[[ Supplied records, beginning ]]

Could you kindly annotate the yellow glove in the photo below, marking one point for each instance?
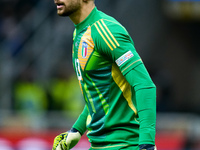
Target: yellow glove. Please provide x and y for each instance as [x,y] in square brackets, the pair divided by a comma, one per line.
[66,141]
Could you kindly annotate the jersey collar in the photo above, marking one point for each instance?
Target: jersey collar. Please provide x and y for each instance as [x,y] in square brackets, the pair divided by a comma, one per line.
[88,21]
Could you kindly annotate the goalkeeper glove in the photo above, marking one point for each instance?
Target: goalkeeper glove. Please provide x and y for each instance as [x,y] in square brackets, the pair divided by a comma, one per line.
[67,140]
[147,147]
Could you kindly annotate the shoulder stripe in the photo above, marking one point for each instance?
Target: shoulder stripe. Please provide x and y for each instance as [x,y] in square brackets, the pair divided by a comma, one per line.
[103,36]
[106,34]
[110,32]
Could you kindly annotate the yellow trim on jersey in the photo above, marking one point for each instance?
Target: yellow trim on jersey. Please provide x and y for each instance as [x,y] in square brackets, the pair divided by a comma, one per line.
[110,33]
[106,34]
[123,85]
[109,146]
[103,37]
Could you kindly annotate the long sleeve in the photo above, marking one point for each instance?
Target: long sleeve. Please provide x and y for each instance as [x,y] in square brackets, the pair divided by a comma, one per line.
[145,92]
[80,123]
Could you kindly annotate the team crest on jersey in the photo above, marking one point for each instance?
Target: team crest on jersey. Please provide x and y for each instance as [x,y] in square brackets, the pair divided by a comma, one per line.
[124,58]
[84,49]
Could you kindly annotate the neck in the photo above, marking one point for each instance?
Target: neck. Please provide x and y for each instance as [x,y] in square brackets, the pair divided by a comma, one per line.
[81,14]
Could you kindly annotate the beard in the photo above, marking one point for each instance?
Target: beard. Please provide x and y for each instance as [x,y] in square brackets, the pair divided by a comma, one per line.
[64,9]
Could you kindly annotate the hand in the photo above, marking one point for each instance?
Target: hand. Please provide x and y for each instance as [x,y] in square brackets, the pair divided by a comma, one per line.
[147,147]
[66,141]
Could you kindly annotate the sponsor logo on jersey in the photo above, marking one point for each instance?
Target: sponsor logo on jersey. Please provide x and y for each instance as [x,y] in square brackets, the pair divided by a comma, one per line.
[124,58]
[84,49]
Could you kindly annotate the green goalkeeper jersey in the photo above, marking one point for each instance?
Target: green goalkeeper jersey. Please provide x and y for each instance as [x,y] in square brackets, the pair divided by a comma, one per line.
[103,53]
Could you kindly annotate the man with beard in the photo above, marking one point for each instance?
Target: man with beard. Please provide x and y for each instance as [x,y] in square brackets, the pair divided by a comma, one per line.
[120,97]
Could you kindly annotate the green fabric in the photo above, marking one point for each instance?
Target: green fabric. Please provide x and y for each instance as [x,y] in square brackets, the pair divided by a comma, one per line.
[103,52]
[145,94]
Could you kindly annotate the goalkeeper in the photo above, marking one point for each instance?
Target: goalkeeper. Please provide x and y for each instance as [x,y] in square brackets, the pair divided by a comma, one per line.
[120,97]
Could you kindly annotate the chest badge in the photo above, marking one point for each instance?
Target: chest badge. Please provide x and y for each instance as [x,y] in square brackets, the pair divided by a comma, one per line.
[84,49]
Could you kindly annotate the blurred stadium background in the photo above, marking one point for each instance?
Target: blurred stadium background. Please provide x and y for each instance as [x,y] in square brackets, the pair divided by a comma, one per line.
[39,93]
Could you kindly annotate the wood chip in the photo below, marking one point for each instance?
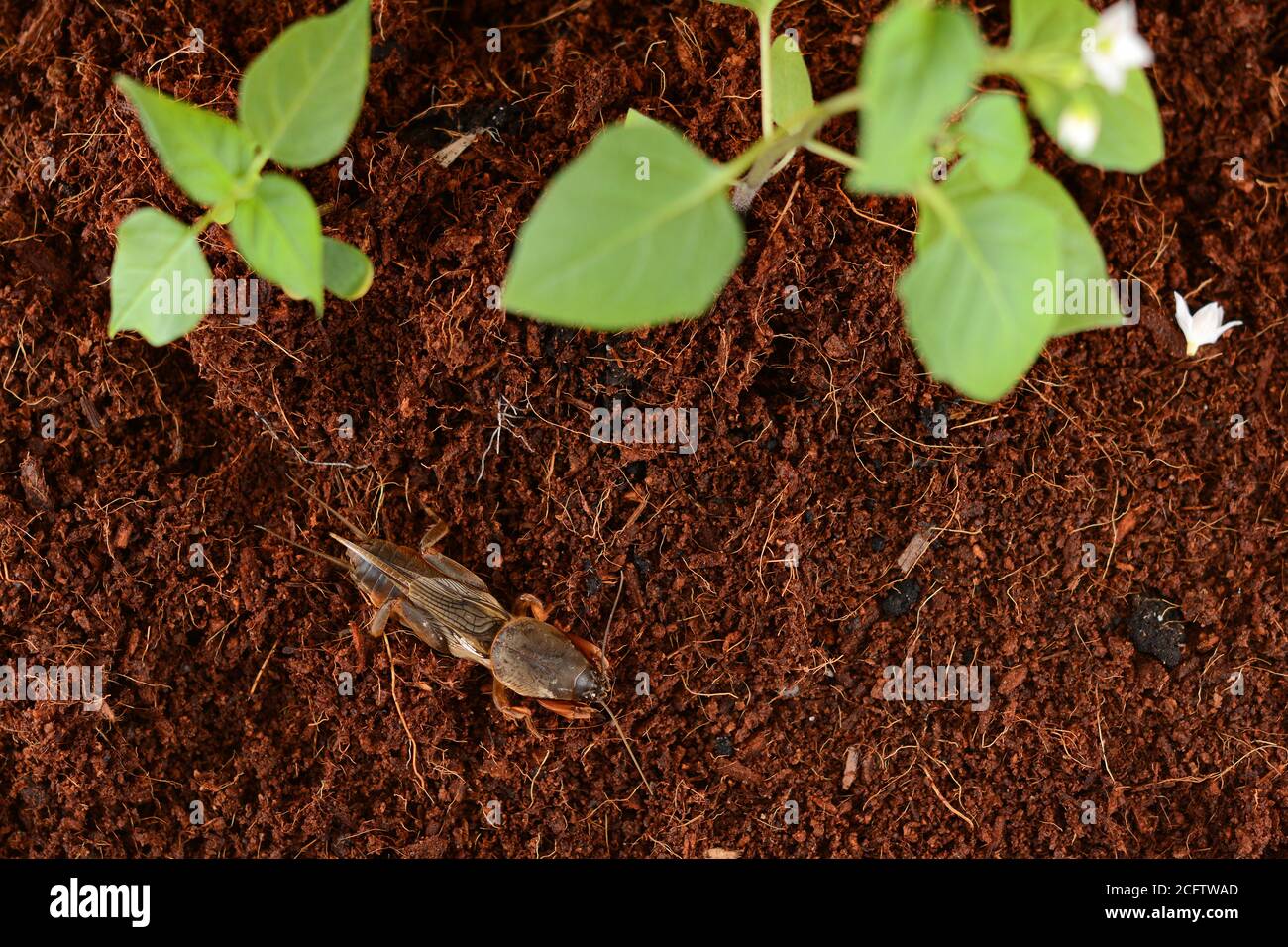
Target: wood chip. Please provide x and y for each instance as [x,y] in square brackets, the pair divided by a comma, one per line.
[851,767]
[915,548]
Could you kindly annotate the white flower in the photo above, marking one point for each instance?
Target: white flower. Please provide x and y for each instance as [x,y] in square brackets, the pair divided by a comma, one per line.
[1203,328]
[1116,48]
[1080,128]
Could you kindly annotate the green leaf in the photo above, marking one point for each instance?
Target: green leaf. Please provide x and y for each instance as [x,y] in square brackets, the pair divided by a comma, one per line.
[301,95]
[636,231]
[204,154]
[969,298]
[793,93]
[279,234]
[996,136]
[161,285]
[346,269]
[1131,131]
[917,67]
[1080,258]
[761,8]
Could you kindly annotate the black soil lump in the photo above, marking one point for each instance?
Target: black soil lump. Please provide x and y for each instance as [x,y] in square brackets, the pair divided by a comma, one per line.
[1154,633]
[902,598]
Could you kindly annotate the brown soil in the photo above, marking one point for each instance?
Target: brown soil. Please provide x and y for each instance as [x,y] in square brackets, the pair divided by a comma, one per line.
[765,681]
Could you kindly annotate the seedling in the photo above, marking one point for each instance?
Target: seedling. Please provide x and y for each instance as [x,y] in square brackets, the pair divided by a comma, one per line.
[639,230]
[297,103]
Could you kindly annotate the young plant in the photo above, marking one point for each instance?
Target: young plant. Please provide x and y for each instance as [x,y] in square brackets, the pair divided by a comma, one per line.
[639,228]
[297,103]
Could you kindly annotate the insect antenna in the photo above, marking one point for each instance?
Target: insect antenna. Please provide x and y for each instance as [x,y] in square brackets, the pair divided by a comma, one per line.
[361,534]
[333,560]
[627,745]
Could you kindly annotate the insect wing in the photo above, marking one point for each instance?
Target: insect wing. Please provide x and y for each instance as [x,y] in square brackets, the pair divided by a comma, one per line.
[464,613]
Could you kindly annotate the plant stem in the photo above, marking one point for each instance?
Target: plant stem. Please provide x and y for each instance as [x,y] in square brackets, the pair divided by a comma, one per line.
[767,80]
[764,158]
[833,154]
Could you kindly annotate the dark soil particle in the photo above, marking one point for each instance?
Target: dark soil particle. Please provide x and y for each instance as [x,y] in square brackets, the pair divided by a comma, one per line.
[901,599]
[1115,438]
[1155,630]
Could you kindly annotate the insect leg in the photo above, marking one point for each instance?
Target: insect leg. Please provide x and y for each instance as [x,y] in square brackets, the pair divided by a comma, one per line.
[531,604]
[501,697]
[380,618]
[568,710]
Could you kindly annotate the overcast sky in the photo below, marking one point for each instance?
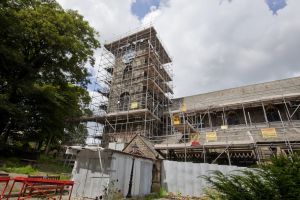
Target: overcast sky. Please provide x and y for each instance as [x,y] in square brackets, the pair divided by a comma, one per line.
[215,44]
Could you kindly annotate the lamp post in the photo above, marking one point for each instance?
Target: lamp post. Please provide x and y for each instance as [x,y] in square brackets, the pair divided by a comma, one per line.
[134,150]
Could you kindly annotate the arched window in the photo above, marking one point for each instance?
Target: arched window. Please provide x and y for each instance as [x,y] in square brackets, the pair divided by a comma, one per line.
[127,73]
[124,101]
[272,114]
[233,118]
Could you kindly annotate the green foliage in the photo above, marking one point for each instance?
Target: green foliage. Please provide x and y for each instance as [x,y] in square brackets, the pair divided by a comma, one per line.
[21,170]
[43,78]
[279,179]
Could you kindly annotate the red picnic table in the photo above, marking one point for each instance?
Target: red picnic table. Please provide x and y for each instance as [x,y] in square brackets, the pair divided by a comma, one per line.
[4,180]
[39,187]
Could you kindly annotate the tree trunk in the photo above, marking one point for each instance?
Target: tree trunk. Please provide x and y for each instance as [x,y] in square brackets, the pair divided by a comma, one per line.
[48,145]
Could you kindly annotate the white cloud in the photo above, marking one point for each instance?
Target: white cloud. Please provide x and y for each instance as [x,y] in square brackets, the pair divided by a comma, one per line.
[214,45]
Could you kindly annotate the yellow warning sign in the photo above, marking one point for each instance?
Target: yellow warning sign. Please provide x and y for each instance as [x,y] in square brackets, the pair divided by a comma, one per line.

[[ Supplied records, end ]]

Assignment: What are the lines of the data above that include the string "warning"? Copy them.

Solution to the problem:
Could you kindly annotate the yellow warning sign in the photo above, marking one point for each instance?
Target: yellow warning sign. Please provide x and y for each instance as [x,y] in square brackets, the pair divided by a comma, one per line.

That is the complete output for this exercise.